▶ [Task description] Copy out each line in the records below that contains the word "rule".

Top of Materials provided

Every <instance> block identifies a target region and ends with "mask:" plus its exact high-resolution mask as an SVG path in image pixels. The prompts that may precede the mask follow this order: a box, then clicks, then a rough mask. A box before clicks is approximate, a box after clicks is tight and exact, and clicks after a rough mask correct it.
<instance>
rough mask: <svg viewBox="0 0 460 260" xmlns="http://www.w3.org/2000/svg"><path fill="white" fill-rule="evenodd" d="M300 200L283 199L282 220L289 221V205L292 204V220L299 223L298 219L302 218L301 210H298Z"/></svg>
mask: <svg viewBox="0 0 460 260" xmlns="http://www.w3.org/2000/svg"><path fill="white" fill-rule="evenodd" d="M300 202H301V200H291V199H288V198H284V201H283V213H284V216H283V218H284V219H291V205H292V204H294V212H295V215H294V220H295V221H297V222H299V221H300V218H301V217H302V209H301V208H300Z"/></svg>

Bottom of Materials provided
Top of Materials provided

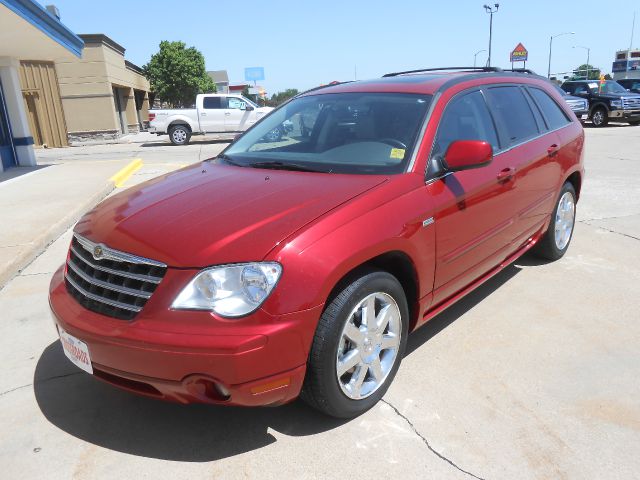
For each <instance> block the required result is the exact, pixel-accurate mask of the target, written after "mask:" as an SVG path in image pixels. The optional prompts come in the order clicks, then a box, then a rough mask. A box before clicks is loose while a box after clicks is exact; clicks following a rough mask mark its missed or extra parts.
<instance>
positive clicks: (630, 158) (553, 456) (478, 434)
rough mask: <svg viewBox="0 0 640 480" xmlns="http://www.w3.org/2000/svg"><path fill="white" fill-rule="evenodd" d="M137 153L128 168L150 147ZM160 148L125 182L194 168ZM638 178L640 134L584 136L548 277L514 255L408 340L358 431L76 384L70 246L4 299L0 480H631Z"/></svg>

Bottom of Materials provided

▶ [Expected answer]
rough mask: <svg viewBox="0 0 460 260" xmlns="http://www.w3.org/2000/svg"><path fill="white" fill-rule="evenodd" d="M300 200L283 199L282 220L289 221V205L292 204V220L299 223L298 219L302 218L301 210H298Z"/></svg>
mask: <svg viewBox="0 0 460 260" xmlns="http://www.w3.org/2000/svg"><path fill="white" fill-rule="evenodd" d="M300 202H301V200H291V199H288V198H284V201H283V213H284V216H283V218H284V219H291V205H292V204H294V212H295V215H294V220H295V221H297V222H299V221H300V218H301V217H302V209H301V208H300Z"/></svg>
rough mask: <svg viewBox="0 0 640 480" xmlns="http://www.w3.org/2000/svg"><path fill="white" fill-rule="evenodd" d="M137 153L128 168L150 147ZM160 148L125 182L194 168ZM638 178L640 134L584 136L548 277L514 255L408 340L358 431L76 384L70 246L4 299L0 480H631Z"/></svg>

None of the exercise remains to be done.